Yazılı görev: Cenevre'deki 'Kutsala Saygı' paneliyle ilgili metne göre programın moderatörlüğünü kim yaptı?

GYV'nin Birleşmiş Milletler'de düzenlediği panelde ‘kutsala saygı’ konuşuldu
Gazeteci ve Yazarlar Vakfı (GYV) ile Diyalog Enstitüsü'nün Birleşmiş Milletler’in (BM) Cenevre merkezinde düzenlediği programda ifade özgürlüğü çerçevesinde ‘kutsala saygı’ konusu tartışıldı.
Gazeteci ve Yazarlar Vakfı (GYV) ile Diyalog Enstitüsü'nün
Birleşmiş Milletler’in (BM) Cenevre merkezinde düzenlediği
programda ifade özgürlüğü çerçevesinde ‘kutsala saygı’ konusu
tartışıldı. BM’nin İnsan Hakları Konseyi toplantılarının devam
ettiği bir zamanda gerçekleştirilen programa BM nezdinde çalışan
akademisyen ve diplomatlar yoğun ilgi gösterdi.
Son yıllarda ifade özgürlüğü kapsamında kutsal değerlere olan
yaklaşımın ve sınırların hangi seviyede olması gerektiği en çok
tartışılan konuların başında geliyor. Geçmişte yaşanan karikatür
krizlerini ifade özgürlüğü kapsamında değerlendirmenin hata
olacağını vurgulayan birçok düşünür, ifade özgürlüğü bir seviyeye
kadar korunmalı fakat bu seviye nefret ve şiddet söyleminin
başladığı nokta olmamalı tezini savunuyor.
Bu bağlamda BM İnsan Hakları Konseyine ev sahipliği yapan
Cenevre’de düzenlenen 'Kutsala Saygı' paneli gerek konuşmacılar ve
gerekse üzerine vurgu yapılan hoşgörü teması ile düşünce
özgürlüğüne önemli bir değer kazandırdı.
Programın moderatörlüğünü yapan güncel dini hareketler uzmanı
İsviçreli Akademisyen Jean-François Mayer, yapılan bu çalışmalarla
adaletsizlik ve hoşgörüsüzlüğü ortadan tamamen kaldıramayacaklarını
fakat koruyucu etkenler üretebileceklerini belirtti. Mayer ayrıca
temsilcilerin buraya gelemeyen insanların yerine de katıldığını,
kendilerinin burada olmayan insanların da sesi olduğunu
söyledi.

Veri kayıtları:
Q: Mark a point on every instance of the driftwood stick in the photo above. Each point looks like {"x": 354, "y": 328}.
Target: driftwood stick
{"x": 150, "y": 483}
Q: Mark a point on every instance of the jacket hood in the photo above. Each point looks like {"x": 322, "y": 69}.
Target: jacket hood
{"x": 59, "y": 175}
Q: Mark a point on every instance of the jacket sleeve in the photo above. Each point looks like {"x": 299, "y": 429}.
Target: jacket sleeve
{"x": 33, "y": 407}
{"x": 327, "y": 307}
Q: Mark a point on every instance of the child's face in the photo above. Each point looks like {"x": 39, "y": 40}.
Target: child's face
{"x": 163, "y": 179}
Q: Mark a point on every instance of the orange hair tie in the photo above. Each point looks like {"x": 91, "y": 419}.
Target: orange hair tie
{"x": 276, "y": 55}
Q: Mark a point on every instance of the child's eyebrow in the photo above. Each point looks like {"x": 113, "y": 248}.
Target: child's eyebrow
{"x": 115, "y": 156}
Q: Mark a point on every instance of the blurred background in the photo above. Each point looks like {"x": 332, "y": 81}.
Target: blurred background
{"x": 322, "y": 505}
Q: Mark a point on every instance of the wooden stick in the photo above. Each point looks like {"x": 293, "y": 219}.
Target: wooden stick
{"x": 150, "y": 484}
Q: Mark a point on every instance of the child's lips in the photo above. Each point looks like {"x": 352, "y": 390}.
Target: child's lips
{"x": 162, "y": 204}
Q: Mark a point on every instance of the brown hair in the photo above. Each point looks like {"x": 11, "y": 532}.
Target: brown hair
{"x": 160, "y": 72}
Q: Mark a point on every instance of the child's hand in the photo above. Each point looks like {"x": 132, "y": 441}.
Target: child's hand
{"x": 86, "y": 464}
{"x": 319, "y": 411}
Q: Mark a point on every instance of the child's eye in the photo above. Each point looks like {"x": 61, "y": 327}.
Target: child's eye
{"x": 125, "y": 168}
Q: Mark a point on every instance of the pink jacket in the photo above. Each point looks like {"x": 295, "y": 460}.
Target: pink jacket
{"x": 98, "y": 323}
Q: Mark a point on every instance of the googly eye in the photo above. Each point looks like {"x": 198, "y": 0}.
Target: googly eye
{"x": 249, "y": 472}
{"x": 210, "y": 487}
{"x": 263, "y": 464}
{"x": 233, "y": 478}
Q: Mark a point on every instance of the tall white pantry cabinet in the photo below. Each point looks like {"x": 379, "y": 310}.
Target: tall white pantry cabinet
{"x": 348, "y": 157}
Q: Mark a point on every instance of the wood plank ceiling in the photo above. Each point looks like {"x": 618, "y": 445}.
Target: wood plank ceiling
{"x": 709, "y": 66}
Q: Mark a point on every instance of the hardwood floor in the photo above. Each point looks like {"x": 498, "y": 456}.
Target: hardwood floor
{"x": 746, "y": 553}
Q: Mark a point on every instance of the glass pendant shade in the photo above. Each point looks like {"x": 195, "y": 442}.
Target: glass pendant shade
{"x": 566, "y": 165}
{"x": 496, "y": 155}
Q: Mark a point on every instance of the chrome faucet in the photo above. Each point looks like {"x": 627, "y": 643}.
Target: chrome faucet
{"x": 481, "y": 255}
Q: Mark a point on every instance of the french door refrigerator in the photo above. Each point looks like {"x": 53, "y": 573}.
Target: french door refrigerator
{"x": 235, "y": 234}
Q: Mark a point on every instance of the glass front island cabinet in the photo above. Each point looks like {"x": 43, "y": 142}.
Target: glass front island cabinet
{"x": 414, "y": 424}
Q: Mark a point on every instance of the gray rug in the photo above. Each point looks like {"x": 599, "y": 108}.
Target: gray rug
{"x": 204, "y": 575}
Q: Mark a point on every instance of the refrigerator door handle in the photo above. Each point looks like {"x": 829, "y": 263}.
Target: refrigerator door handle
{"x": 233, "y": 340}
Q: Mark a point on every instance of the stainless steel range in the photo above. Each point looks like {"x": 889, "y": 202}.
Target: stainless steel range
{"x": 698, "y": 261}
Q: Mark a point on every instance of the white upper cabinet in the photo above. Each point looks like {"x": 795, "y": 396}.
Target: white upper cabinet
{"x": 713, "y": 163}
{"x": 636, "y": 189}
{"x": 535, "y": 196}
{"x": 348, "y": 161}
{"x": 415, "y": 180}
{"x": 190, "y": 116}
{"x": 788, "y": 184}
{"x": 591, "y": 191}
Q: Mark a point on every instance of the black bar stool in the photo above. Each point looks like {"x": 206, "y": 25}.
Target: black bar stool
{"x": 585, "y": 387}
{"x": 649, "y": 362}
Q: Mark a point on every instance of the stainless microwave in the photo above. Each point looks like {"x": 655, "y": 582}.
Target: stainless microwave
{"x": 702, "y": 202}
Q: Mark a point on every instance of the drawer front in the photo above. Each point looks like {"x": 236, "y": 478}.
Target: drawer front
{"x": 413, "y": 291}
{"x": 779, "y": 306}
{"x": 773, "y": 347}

Eksiksiz yanıt: İsviçreli akademisyen Jean-François Mayer.